*** Data for analysis

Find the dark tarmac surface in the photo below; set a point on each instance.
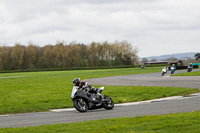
(150, 79)
(183, 104)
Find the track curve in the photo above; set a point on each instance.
(183, 104)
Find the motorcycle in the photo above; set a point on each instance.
(189, 68)
(172, 69)
(164, 71)
(84, 100)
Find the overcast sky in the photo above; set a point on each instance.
(155, 27)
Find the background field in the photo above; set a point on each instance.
(41, 91)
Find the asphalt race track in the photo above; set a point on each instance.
(155, 107)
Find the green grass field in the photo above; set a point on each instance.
(42, 91)
(171, 123)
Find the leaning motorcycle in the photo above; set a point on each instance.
(189, 69)
(84, 100)
(164, 71)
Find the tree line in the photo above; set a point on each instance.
(63, 55)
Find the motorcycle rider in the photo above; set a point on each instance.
(84, 85)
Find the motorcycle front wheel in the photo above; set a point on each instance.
(80, 105)
(109, 104)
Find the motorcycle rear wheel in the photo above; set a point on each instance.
(108, 105)
(80, 105)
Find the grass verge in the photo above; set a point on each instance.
(170, 123)
(41, 91)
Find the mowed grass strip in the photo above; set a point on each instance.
(194, 73)
(42, 91)
(170, 123)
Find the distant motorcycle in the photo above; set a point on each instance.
(84, 100)
(190, 67)
(164, 71)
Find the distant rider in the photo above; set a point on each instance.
(83, 85)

******

*Exercise requirements*
From the first line to the last, retype the data above exactly, but not its images.

*Completed task*
Find the dark tarmac surface in the photo below; set a point on each instance.
(150, 79)
(183, 104)
Find the track curve in the photo above; set a point on each instance.
(183, 104)
Find the motorcycle in the photo above; set a point on each instance.
(189, 68)
(172, 69)
(164, 71)
(84, 100)
Find the overcast sky in the photo above; set a point on each instance.
(155, 27)
Find the background field in the photo above; set a point on each instance.
(41, 91)
Find the asphalt race track in the photo above; set a point on each instance.
(155, 107)
Find the green grass field in the photo above; set a point on each instance.
(42, 91)
(171, 123)
Find the leaning motorcycle in the photo above; set a point on each instance.
(189, 69)
(84, 100)
(164, 71)
Find the tree line in the photo above; set a point on each instance.
(63, 55)
Find the motorcycle rider in the photo above; set a point on each instance.
(84, 85)
Find the motorcycle front wheel in the photo above; set a point on each instance.
(80, 105)
(109, 104)
Find the motorcycle rear wheel in the photo above; set a point on each instance.
(108, 105)
(80, 105)
Find the grass verge in the photo above; set a point on each instance.
(170, 123)
(41, 91)
Find the mowed grass strip in the photo above; set a point on each instance.
(194, 73)
(42, 91)
(170, 123)
Find the distant motorcycle in the photo above; set a point on each instance.
(84, 100)
(190, 67)
(164, 71)
Find the distant rider in the photo above; set a point on each instance.
(83, 85)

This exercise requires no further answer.